▶

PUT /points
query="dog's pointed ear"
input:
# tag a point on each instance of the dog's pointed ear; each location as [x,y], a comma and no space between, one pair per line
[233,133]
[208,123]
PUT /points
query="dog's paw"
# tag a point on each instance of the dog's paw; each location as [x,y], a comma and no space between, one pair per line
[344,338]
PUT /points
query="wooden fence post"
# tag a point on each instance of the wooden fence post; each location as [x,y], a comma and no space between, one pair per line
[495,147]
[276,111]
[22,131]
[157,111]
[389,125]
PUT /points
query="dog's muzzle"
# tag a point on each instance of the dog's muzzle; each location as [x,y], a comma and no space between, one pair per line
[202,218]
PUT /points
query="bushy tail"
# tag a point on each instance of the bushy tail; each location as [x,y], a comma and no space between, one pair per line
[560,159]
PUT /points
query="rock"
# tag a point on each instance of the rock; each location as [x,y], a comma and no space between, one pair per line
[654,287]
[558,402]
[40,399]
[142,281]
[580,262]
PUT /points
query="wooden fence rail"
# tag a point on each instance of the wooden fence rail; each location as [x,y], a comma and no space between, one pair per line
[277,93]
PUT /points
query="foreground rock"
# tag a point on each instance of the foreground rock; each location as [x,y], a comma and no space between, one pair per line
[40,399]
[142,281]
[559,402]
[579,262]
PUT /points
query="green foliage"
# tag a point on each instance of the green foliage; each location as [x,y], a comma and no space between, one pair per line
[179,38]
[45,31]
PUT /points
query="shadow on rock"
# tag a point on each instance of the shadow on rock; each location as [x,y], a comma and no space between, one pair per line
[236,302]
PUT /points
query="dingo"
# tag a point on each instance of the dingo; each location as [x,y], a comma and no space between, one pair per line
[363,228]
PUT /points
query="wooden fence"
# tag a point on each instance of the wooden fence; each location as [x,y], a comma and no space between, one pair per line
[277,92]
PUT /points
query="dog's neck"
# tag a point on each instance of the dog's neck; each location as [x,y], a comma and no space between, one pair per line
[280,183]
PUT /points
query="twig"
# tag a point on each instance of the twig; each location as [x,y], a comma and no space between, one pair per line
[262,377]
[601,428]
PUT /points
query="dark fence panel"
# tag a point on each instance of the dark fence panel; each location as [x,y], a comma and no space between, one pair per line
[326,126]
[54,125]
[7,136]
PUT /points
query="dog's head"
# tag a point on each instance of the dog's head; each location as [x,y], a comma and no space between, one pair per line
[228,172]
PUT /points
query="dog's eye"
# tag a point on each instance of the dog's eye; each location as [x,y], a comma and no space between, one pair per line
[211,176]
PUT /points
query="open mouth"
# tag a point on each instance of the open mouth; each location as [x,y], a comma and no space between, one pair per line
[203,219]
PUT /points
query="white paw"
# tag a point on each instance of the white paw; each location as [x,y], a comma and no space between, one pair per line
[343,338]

◀

Set all of the entries down again, exactly as they were given.

PUT /points
query="dog's pointed ear"
input:
# tag a point on each instance of the dog's pointed ear; each location as [x,y], a comma and no space between, one pair per line
[233,133]
[208,123]
PUT /points
query="dog's paw"
# tag a point on each instance of the dog's paw; each location as [x,y], a comma and no space between, one pair per line
[344,338]
PUT /points
query="wooden fence post"
# tag a point on each instance of the wooden fence post; each location as [x,y], a comma and no space between, one pair per line
[495,147]
[276,111]
[22,131]
[157,111]
[389,125]
PUT /points
query="dog's muzzle"
# tag a point on each instance of the dog's muzzle; each location as [x,y], a comma and no space between, one pair per line
[202,218]
PUT /points
query="bushy tail"
# tag a point on each instance of the bushy tail; each location as [x,y], a comma and no space between, one pair per line
[560,159]
PUT /points
query="rock"
# tag a point on each instance of the rock; each location as [x,y], a comma and no space between, one pair per line
[654,287]
[558,402]
[40,399]
[142,281]
[580,262]
PUT /points
query="wooden fence rail"
# tag a point on each instance of the wooden fence rail; each location as [x,y], a comma and no space between, one pair per line
[277,93]
PUT /points
query="foreground rock"
# tag a point on each instance of the foreground rock; each location as [x,y], a comma and no space between, one pair per line
[40,399]
[142,281]
[559,402]
[579,262]
PUT /points
query="green foliage"
# tag a point on each instance of the green foliage; each location as [x,y], a comma and no space between, one pair per line
[179,38]
[45,31]
PUT /points
query="shadow on rock"
# tag a point on each instance of the shadow on rock; each location as [x,y], a comma and no space between, one pair per line
[236,302]
PUT /points
query="dingo"
# tag a point on each instance of the dingo; each location as [x,y], a comma and no space between, one pair per line
[363,228]
PUT /points
query="wooden fence"
# tag a point on each instance of the wooden fence; each location as [x,y], a comma and no space between, one pair per line
[277,92]
PUT /points
query="dog's neck"
# tag a point on each instance of the dog's neck; each location as [x,y], a comma and no space between, one pair per line
[280,183]
PUT /points
query="twig"
# tag a point on each instance of the twig; each location as [x,y], a comma and no space between, one pair per line
[262,377]
[601,428]
PUT /points
query="dark fence panel"
# tag a point on each instance of the dark fence panel; each location as [x,y], a comma and no space between, one pair per line
[326,126]
[54,125]
[7,136]
PUT /points
query="dog's head"
# tag a point on each instance of the dog's head; each location as [x,y], a comma and no space between, one pair per line
[228,172]
PUT /points
query="dog's eye"
# tag a point on each instance of the dog's eye; each location as [x,y], a comma and no space between, one pair per line
[211,176]
PUT /points
query="open mouth"
# tag a point on each instance of the open mouth; each location as [x,y], a comma and no space between, one pair per line
[203,219]
PUT /points
query="white paw"
# tag a point on each instance of the white paw; each location as [x,y], a comma and no space between, one pair per line
[343,338]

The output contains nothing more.